_TEXT SECTION_
= = = = = = =
The reef core facies have a characteristic sigmoidal bedding
and are composed of skeletal grainstone /packstone/wackestone
and rudstone within the coral framework composed of massive
coral reefs that overlie and interfinger basinward with
the fore-reef slope lithofacies and landward with the lagoonal
lithofacies (Pomar, 1991; Pomar and Ward, 1994, 1995, 1999,
and Pomar et al. 1996.
The reef framework
and reefal rudstone are mainly composed of two coral genera:
Tarbellastraea and Porites, although Siderastraea
also occurs. Nevertheless in the sea cliffs most of the
reefs are basically monospecific, with Porites
being conspicous. Secondary framework components include
encrustations of red algae, foraminifera, bryozoans, worm
tubes and vermetid gastropods, as well as microcrystalline
rinds and crusts. Red-algae genera include Spongites,
Lithothamnion, Lithophyllum and Lithoporella
(Perrin et al., 1995)..
The reefs show
a vertical zonation that is dependent on the depth-controlled
growth morphology of the corals. Deeper-water coral colonies
are platy with finger-like vertical projections, intermediate
colonies are predominantly branching, and shallow-water
colonies are hemispheroidal to columnar or even domal in
the reef crest position. Paleobathymetry of these coral
morphology zones is estimated as 30-20 m, 20- 10 m, and
less than 10 m, respectively. Inter-coral spaces may be
filled with coarse skeletal grainstone- packstone and/or
wackestone, but primary framework porosity may be locally
significant.
= = = = = = =
_ENTRIES_

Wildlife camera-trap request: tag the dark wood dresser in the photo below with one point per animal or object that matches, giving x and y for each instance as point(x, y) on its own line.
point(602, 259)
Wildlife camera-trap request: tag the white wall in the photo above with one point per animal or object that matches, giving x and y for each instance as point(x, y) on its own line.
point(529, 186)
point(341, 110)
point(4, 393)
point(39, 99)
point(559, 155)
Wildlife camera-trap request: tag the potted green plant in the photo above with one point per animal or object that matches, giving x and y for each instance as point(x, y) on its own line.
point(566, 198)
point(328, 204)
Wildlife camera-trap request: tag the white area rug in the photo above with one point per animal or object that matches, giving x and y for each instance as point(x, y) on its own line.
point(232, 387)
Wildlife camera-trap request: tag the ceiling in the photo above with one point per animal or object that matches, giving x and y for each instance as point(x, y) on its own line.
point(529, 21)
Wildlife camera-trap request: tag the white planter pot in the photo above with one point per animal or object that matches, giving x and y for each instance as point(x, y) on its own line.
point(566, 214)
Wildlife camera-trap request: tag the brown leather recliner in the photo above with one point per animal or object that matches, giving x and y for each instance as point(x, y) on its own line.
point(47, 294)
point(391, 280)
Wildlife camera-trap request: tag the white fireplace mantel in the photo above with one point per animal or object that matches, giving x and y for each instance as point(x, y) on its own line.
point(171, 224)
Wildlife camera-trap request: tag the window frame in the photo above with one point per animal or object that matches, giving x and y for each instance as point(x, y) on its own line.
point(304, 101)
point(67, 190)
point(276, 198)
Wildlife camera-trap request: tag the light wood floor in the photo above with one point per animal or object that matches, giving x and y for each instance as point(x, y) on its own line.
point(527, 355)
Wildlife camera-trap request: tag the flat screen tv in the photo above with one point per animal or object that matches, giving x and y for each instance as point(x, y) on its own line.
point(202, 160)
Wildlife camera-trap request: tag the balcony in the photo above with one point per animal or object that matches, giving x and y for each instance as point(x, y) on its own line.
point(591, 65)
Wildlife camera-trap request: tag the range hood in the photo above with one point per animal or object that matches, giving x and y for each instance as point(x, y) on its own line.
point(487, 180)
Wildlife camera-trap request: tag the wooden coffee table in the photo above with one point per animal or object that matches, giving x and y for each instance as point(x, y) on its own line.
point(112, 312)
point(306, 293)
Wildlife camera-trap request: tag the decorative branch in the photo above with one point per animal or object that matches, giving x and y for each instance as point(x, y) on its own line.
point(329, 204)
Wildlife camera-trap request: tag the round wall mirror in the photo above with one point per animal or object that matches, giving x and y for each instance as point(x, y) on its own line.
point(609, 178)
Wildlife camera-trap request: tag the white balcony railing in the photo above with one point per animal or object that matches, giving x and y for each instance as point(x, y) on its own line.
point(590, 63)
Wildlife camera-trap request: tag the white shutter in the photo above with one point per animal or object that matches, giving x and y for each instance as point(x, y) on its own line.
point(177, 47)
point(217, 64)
= = = = = = =
_SET EXERCISE 1_
In the text on reef core facies, what growth form do the intermediate-depth coral colonies predominantly have?
_SET EXERCISE 2_
Copy out the part of the reef core facies text that opens with the words containing "The reefs show" and closes with "significant.".

_RESULT 1_
They are predominantly branching.

_RESULT 2_
The reefs show
a vertical zonation that is dependent on the depth-controlled
growth morphology of the corals. Deeper-water coral colonies
are platy with finger-like vertical projections, intermediate
colonies are predominantly branching, and shallow-water
colonies are hemispheroidal to columnar or even domal in
the reef crest position. Paleobathymetry of these coral
morphology zones is estimated as 30-20 m, 20- 10 m, and
less than 10 m, respectively. Inter-coral spaces may be
filled with coarse skeletal grainstone- packstone and/or
wackestone, but primary framework porosity may be locally
significant.